:: What you are asked to do ::
Reproduce nothing beyond the line containing "Task: locate the cooling". From the first line of the data below down to it, copy each line exactly, without the pictures.

+-------+

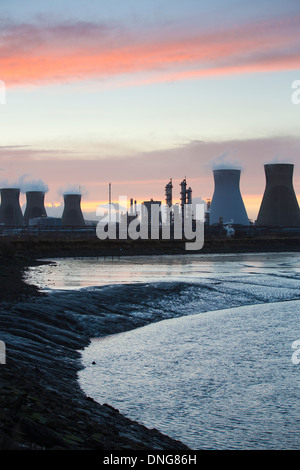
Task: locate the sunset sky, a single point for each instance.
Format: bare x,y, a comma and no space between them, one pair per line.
136,92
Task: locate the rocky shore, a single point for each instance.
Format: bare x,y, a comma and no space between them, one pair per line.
41,404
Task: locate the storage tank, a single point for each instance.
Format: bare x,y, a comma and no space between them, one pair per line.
72,215
34,205
10,209
227,203
279,206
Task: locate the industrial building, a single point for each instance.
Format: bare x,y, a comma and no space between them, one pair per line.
279,206
10,209
34,205
72,215
227,204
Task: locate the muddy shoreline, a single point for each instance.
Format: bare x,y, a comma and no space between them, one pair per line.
41,404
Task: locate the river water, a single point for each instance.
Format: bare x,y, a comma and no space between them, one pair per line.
219,372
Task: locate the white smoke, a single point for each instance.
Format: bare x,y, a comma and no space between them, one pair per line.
24,183
223,162
72,189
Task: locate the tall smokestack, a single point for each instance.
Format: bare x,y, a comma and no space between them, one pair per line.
10,209
279,207
34,205
227,200
72,215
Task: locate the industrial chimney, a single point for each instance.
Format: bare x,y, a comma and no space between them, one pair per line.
34,205
72,215
10,210
227,202
279,207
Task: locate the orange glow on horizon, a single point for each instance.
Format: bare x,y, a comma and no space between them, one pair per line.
244,49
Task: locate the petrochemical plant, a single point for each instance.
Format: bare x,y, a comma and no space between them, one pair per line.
279,208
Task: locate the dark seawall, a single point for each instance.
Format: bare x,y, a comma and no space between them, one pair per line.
41,404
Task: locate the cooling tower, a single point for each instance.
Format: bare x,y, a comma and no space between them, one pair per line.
279,207
34,205
72,215
227,202
10,210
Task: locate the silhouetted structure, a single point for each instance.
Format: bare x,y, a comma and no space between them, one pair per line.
169,196
10,210
227,202
279,207
72,215
34,205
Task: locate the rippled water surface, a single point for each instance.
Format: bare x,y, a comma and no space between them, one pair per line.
216,380
218,373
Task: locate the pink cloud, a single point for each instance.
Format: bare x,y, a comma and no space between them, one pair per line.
63,52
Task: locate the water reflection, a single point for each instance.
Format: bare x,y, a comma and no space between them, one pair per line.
74,273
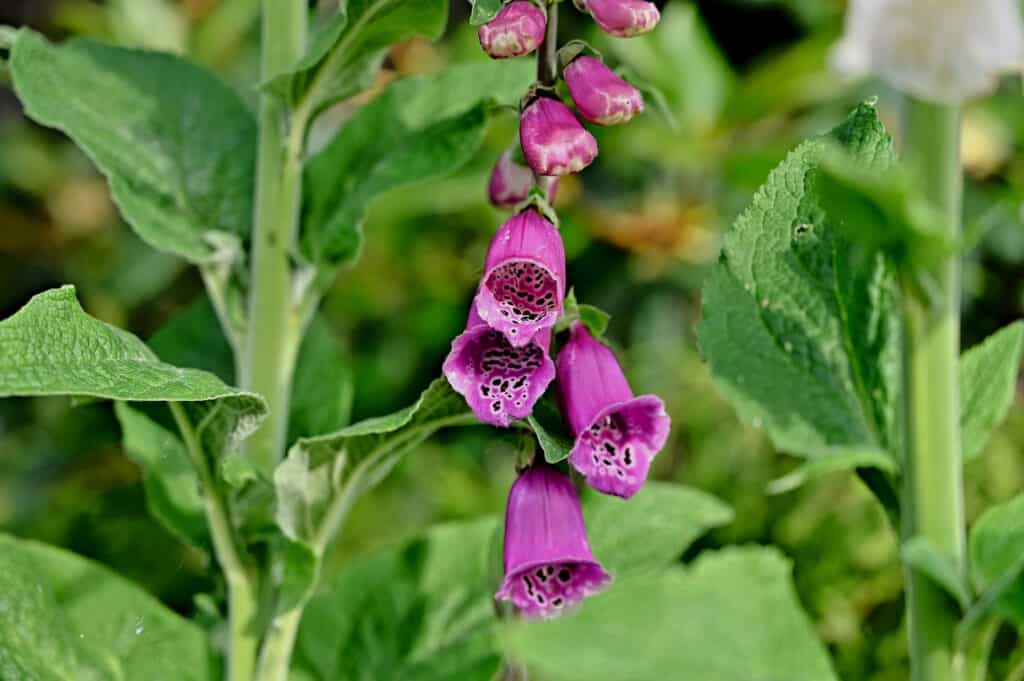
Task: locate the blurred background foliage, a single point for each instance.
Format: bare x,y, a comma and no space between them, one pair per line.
743,81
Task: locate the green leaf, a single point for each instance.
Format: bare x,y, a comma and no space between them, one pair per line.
793,303
650,530
322,476
733,615
988,382
52,347
923,556
346,52
418,611
171,485
417,129
483,11
69,620
175,143
996,551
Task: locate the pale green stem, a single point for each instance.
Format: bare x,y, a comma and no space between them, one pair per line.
273,333
933,494
242,599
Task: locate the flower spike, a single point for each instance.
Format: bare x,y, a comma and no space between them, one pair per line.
524,279
616,434
549,566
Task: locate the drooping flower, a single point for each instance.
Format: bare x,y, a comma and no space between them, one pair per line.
515,31
616,434
500,382
511,181
600,95
944,50
553,140
549,566
623,17
523,280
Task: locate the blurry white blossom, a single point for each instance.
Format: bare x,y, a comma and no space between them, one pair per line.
944,50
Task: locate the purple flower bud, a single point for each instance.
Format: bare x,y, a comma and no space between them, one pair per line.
600,95
517,30
523,279
623,17
511,182
616,434
553,140
549,566
501,383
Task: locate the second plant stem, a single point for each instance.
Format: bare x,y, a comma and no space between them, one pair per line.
933,495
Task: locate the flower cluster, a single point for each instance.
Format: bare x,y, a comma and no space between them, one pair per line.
502,363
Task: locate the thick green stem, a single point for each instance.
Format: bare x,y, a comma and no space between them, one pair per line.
273,332
933,495
242,599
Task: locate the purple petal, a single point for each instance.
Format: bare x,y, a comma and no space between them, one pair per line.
515,31
500,382
549,566
524,278
600,95
553,140
624,17
616,434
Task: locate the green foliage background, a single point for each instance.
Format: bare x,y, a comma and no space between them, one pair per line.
642,228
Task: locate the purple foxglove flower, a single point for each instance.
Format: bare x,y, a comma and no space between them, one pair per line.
616,434
501,383
549,566
623,17
600,95
517,30
524,279
553,140
511,182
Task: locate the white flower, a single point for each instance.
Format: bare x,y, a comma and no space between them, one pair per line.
944,50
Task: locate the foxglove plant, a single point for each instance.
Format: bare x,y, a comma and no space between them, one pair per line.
549,566
616,433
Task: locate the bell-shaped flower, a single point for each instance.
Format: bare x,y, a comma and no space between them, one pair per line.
515,31
549,566
523,280
501,383
600,95
553,140
616,434
623,17
510,182
943,50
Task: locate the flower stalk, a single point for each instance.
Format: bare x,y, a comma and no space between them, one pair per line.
933,494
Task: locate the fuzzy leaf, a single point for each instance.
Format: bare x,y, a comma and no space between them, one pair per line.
418,129
176,144
52,347
988,383
732,615
338,468
69,620
793,303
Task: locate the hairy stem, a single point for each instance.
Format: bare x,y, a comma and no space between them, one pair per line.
273,335
242,599
933,495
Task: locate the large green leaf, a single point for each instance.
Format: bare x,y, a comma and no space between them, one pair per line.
988,383
52,347
68,620
176,144
332,471
996,550
346,51
793,305
731,616
417,129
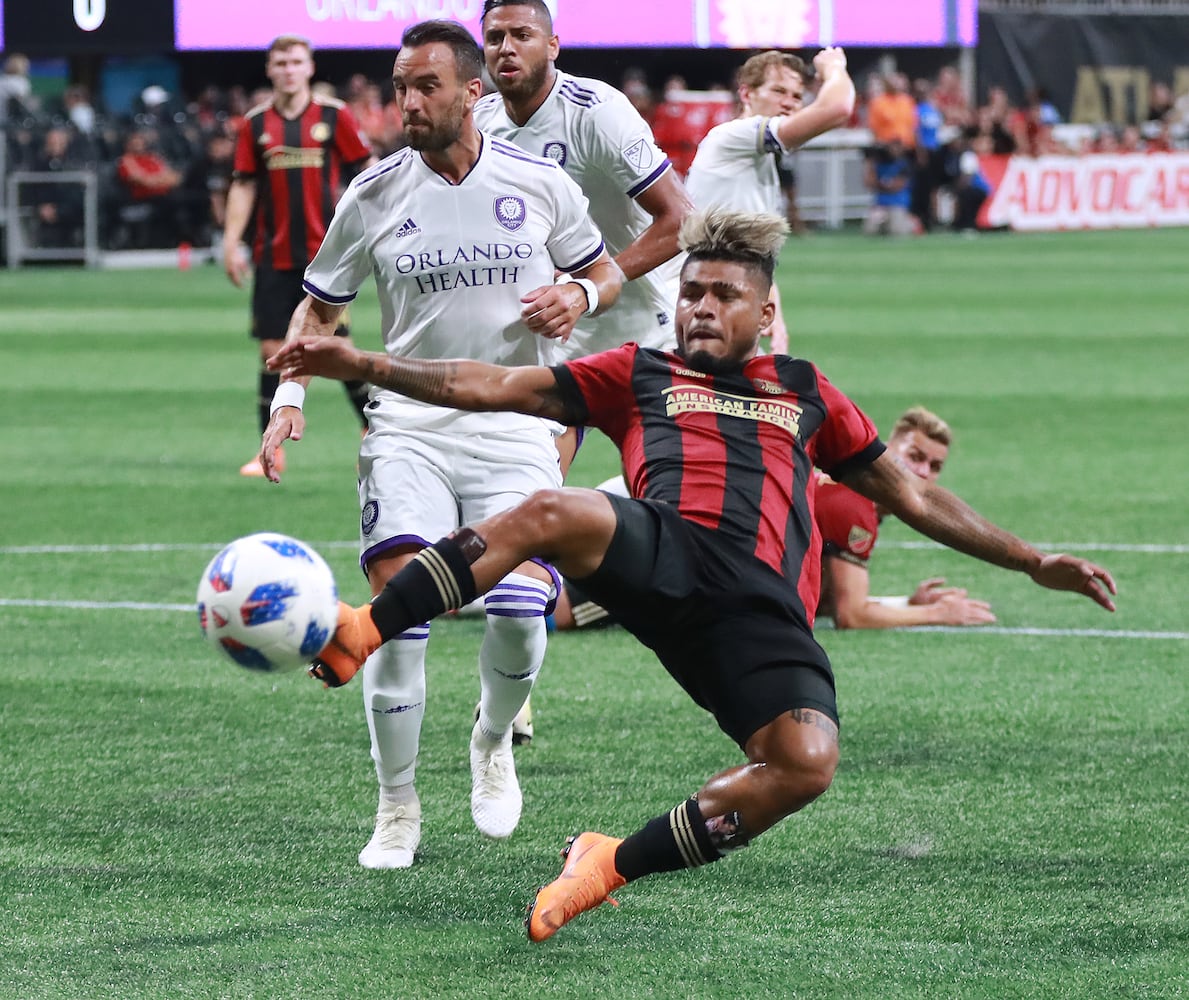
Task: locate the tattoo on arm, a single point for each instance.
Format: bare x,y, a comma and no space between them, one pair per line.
941,515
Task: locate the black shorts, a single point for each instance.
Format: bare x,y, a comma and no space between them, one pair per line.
723,624
275,295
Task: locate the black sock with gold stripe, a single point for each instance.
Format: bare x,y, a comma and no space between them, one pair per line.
438,579
677,840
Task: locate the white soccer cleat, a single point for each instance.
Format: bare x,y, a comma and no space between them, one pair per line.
396,837
495,792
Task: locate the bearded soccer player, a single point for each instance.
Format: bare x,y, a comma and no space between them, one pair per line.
463,234
712,564
601,140
293,157
850,523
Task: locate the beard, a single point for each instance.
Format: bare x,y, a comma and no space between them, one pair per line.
528,86
710,364
436,138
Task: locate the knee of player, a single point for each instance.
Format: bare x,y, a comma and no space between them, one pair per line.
545,515
804,774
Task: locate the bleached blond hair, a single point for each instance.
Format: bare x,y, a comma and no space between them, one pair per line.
752,238
926,422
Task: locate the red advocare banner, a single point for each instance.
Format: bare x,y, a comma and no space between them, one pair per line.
1086,192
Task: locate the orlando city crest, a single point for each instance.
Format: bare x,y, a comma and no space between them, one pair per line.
510,212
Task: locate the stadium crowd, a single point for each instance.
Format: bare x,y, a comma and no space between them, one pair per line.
164,167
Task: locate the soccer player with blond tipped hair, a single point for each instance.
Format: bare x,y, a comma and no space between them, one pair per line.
711,563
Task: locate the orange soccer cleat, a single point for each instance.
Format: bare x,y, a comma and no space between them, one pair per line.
354,640
587,879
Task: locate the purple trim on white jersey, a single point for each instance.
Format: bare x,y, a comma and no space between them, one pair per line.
388,545
590,258
643,186
326,296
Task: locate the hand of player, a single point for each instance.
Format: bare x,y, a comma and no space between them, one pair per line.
829,61
957,609
1068,572
329,357
236,264
288,423
933,590
552,310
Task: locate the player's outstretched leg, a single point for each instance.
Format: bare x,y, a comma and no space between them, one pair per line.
791,762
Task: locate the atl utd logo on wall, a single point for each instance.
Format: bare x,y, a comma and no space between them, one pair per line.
89,14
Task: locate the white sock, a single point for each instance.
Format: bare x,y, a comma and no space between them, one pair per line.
513,651
395,703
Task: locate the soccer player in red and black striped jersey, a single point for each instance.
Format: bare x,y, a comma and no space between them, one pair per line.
712,563
294,155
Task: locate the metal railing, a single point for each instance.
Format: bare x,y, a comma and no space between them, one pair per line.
21,219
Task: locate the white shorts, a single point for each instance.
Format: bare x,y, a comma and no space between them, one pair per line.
416,485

+-------+

:: Solution for this task ::
Task: locate the sunset sky, a single point for each instance.
Format: bare x,y, a comma and no space between them, one pair per line.
136,92
Task: locate the rocky shore, a single point for each instance.
Format: bare x,y, a comma and no space between them, one pair per line.
41,404
Task: locate the storage tank, a single point for each instance.
Format: bare x,y, a comma and no space between them, one pair per line.
72,215
34,205
10,209
227,203
279,206
Task: locate the industrial building, a single point for each instance.
Format: bare x,y, a comma and no space between them, one pair per line.
279,206
10,209
34,205
72,215
227,204
Task: locate the muddy shoreline, a single point for each instance.
Format: bare x,y, a comma and no space between them, one pair per line.
41,404
Task: locate the river water, a single point for each instance.
Format: bare x,y, a comma and no space between them, one pair per line.
219,372
Task: locate the white smoke, a single point for each instance.
Format: bare x,y, a comma and no space between them, one pair per line.
24,183
223,162
72,189
Task: locate the tall smokestack, a single point for each instance.
Format: bare x,y, a comma and no space between them, one pair per line.
10,209
279,207
34,205
227,200
72,215
Task: locate the industrial chimney, a single point for each instance.
Format: bare x,y, a comma and no space between them, one pair per line.
34,205
72,215
10,210
227,202
279,207
Task: locate the orange glow on horizon, a single point for each instance.
Format: bare x,y, a comma and no space between them, one pair per line.
244,49
Task: locate the petrochemical plant, a single point for each instance.
Format: bare x,y, a comma and no space between them, one pair per line.
279,208
Task: locate the dark seawall, a single point for each instance.
Format: bare x,y, a comma and no space between them, one pair per line.
41,404
Task: locate the cooling tower, a single point for each instance.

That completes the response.